[[ DATASET RECORDS open ]]

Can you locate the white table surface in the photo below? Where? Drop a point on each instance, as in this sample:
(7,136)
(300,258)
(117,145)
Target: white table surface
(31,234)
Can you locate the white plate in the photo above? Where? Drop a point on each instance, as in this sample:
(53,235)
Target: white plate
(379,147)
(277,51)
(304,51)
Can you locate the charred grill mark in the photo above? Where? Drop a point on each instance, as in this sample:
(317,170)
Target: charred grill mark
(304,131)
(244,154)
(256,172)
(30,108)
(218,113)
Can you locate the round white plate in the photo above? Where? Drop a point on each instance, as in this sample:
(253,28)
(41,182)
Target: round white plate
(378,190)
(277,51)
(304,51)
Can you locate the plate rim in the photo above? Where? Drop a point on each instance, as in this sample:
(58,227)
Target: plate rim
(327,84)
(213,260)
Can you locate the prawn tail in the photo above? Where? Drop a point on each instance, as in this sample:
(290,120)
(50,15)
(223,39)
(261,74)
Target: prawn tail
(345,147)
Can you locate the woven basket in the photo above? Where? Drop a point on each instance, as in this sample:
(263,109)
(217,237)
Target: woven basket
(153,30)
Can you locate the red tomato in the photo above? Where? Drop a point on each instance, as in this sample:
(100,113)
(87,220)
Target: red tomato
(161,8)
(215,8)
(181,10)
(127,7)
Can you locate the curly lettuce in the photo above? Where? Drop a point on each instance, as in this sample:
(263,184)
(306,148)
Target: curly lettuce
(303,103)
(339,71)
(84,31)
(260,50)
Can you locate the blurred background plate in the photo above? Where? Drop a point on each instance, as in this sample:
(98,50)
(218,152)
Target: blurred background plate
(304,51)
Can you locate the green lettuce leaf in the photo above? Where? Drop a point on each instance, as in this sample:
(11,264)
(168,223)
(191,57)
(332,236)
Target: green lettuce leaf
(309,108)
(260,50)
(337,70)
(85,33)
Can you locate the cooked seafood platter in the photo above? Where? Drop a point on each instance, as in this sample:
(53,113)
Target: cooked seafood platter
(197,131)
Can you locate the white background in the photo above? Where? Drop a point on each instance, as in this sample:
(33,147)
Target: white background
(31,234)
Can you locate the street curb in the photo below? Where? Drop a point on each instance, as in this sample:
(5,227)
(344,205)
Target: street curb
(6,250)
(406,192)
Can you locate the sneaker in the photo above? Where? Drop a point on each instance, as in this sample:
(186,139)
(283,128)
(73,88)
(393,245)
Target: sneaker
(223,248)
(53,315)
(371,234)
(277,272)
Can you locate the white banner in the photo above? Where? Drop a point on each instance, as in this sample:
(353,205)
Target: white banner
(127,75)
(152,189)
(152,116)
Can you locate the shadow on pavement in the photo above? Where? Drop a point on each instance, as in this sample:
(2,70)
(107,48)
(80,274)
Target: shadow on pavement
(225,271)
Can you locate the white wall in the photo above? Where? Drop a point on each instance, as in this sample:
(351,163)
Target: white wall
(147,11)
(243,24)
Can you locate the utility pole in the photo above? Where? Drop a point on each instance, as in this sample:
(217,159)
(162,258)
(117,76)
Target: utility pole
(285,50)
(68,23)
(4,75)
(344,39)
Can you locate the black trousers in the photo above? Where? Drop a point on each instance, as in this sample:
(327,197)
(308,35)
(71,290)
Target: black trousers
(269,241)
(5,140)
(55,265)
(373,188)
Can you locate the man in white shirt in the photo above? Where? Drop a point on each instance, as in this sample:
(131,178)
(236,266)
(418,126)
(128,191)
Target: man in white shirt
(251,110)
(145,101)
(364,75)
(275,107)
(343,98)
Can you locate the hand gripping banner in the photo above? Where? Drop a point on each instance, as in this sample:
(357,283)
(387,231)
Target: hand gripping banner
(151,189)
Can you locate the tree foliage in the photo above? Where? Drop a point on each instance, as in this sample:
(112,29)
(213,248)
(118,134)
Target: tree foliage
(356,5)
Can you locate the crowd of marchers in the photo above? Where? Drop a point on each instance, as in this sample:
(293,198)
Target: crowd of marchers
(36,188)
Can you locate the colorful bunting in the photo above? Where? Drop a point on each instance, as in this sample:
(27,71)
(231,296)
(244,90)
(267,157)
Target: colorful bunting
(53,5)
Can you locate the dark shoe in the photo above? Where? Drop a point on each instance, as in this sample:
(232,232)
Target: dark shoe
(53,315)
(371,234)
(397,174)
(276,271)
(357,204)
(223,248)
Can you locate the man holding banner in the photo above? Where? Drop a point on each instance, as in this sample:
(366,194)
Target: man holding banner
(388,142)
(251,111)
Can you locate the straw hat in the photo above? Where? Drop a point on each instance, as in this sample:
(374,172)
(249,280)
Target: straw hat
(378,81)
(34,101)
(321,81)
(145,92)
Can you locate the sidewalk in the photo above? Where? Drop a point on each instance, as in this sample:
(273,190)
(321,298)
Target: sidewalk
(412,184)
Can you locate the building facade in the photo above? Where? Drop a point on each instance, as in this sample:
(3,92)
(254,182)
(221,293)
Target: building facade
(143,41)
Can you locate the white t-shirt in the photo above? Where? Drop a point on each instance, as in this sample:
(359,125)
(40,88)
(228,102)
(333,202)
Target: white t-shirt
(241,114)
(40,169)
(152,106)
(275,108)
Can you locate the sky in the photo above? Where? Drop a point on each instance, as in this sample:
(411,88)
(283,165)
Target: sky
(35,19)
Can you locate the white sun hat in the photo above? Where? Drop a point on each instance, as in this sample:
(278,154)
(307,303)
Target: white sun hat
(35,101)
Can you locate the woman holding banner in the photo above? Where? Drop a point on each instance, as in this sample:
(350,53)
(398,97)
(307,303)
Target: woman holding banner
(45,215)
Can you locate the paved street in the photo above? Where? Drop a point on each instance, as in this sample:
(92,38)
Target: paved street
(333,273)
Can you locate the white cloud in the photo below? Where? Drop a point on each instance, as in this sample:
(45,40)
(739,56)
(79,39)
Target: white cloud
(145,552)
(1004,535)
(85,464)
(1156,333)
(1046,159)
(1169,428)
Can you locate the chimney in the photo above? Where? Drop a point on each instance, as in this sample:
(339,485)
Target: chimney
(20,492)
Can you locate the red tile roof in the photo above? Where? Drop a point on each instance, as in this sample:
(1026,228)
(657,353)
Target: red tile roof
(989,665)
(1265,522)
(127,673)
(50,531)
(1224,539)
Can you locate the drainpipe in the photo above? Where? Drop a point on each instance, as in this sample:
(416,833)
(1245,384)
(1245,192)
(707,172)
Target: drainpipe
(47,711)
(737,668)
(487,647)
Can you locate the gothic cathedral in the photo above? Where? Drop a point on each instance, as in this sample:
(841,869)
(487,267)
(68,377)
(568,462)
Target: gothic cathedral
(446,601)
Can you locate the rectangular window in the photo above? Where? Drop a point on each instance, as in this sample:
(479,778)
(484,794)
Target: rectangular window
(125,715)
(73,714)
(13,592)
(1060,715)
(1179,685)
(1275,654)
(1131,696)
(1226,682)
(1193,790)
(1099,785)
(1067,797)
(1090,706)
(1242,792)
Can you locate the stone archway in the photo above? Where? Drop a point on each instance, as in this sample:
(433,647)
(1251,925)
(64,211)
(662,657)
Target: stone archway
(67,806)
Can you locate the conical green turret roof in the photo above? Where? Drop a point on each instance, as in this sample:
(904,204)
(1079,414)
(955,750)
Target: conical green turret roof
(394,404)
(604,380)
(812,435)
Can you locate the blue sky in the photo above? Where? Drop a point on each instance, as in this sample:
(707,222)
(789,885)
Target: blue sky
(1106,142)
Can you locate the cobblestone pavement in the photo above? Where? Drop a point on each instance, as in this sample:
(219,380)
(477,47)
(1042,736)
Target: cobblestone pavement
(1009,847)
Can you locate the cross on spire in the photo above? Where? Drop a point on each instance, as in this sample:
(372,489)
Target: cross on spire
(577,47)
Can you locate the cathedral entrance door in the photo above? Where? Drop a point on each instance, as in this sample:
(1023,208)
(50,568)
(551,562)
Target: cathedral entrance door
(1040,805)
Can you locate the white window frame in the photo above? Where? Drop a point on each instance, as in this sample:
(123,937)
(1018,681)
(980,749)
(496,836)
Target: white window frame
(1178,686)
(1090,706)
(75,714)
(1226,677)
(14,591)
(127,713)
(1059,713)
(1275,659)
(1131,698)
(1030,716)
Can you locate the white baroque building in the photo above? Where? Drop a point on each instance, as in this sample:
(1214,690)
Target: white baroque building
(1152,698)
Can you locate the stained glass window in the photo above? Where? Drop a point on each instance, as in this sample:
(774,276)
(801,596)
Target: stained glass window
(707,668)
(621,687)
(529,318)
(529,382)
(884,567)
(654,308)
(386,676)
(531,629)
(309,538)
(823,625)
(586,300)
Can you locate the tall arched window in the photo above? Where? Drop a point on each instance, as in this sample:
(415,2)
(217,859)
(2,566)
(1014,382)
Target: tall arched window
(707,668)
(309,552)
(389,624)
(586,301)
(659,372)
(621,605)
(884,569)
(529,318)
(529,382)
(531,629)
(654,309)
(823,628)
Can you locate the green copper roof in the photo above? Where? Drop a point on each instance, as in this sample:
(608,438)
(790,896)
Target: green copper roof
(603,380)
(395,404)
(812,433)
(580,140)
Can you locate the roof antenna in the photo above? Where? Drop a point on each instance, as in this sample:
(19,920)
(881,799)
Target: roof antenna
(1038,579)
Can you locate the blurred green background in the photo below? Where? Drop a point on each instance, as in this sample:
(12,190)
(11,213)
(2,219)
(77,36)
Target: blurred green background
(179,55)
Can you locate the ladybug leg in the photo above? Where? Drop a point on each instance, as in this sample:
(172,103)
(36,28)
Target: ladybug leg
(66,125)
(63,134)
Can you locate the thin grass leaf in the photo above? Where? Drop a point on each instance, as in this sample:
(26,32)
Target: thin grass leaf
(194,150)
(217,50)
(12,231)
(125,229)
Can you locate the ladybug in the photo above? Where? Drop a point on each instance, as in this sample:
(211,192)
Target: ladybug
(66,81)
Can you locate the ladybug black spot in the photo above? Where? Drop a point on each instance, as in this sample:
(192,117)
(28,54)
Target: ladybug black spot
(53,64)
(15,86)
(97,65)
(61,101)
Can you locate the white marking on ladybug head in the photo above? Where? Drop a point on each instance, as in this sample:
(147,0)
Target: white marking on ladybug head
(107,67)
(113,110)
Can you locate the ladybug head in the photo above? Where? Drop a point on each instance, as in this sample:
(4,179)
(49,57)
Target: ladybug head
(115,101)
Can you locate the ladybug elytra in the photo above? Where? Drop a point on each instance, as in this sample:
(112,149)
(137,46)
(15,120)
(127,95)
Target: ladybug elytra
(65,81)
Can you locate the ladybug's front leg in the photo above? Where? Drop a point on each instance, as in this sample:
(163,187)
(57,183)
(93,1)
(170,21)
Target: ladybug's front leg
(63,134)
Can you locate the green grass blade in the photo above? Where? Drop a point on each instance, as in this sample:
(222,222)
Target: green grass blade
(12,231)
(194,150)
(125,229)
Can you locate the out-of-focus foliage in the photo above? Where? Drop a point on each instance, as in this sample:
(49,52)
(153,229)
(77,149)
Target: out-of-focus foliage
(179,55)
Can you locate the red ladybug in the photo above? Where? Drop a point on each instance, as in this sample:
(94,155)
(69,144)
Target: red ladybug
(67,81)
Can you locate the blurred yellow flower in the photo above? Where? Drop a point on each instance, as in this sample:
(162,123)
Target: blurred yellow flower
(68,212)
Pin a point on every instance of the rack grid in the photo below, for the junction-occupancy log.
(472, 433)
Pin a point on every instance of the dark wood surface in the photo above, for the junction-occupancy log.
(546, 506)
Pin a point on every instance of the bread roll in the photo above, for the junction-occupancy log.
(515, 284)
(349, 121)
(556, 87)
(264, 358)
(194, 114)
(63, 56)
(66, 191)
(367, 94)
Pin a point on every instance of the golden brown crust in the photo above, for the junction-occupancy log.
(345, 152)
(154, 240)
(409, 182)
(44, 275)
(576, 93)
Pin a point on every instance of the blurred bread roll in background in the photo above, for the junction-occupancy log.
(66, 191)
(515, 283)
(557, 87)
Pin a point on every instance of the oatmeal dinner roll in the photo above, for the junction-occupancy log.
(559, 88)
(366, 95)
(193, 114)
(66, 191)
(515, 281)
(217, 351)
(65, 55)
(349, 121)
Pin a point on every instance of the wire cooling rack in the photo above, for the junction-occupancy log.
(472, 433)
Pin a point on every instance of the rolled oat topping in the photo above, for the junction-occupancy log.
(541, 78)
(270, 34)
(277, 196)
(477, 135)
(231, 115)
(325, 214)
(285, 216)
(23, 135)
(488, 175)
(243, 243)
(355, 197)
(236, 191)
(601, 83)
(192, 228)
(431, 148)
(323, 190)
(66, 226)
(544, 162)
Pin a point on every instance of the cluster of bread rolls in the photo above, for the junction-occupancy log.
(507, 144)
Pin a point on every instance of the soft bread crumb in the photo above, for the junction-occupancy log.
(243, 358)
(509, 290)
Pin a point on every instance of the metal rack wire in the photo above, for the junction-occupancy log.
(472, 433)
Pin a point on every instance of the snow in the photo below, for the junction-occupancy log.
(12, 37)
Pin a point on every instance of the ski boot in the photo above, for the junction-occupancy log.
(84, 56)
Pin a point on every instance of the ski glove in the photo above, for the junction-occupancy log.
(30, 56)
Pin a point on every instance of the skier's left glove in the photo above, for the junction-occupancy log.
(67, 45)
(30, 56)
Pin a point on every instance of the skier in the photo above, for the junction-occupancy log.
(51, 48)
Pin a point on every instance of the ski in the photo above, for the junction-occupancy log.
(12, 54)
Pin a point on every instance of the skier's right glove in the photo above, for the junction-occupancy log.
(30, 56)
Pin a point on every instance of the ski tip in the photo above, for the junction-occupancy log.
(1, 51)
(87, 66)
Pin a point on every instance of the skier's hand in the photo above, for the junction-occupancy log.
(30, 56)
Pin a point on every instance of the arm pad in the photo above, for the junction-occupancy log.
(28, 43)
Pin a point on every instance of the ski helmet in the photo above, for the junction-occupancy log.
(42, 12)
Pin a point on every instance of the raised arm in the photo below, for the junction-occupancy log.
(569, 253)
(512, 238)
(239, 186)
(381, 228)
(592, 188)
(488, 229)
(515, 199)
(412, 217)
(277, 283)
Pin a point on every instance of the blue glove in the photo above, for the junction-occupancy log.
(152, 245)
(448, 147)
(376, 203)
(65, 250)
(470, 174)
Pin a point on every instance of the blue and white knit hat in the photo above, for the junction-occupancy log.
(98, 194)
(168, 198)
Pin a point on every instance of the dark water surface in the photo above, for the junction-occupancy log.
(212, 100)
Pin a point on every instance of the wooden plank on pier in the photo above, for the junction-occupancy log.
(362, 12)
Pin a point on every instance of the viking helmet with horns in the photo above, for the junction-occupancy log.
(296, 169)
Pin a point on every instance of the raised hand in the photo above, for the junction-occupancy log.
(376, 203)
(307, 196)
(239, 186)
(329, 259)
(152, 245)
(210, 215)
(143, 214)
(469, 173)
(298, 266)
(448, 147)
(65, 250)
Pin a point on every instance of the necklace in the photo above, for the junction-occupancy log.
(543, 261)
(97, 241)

[[ DATASET RECORDS closed ]]

**WHAT YOU HAVE TO DO**:
Repeat, word for word, every line from the line that contains "Pin a point on every instance of the wooden" to the end of the entries; include both of those lines and no others.

**EXPECTED ANSWER**:
Pin a point on every instance of the wooden plank on pier in the photo above, for the junction-occupancy log.
(362, 12)
Pin a point on every instance of the viking helmet with horns in the photo above, for the junction-occupancy log.
(296, 169)
Pin a point on every instance of the raised hand in the photo above, for the junction-occupancy log.
(376, 203)
(307, 196)
(239, 186)
(329, 259)
(152, 245)
(210, 215)
(143, 214)
(469, 173)
(298, 266)
(448, 147)
(65, 250)
Pin a point on every instance of the necklace in the photo above, for the junction-occupancy log.
(543, 261)
(97, 241)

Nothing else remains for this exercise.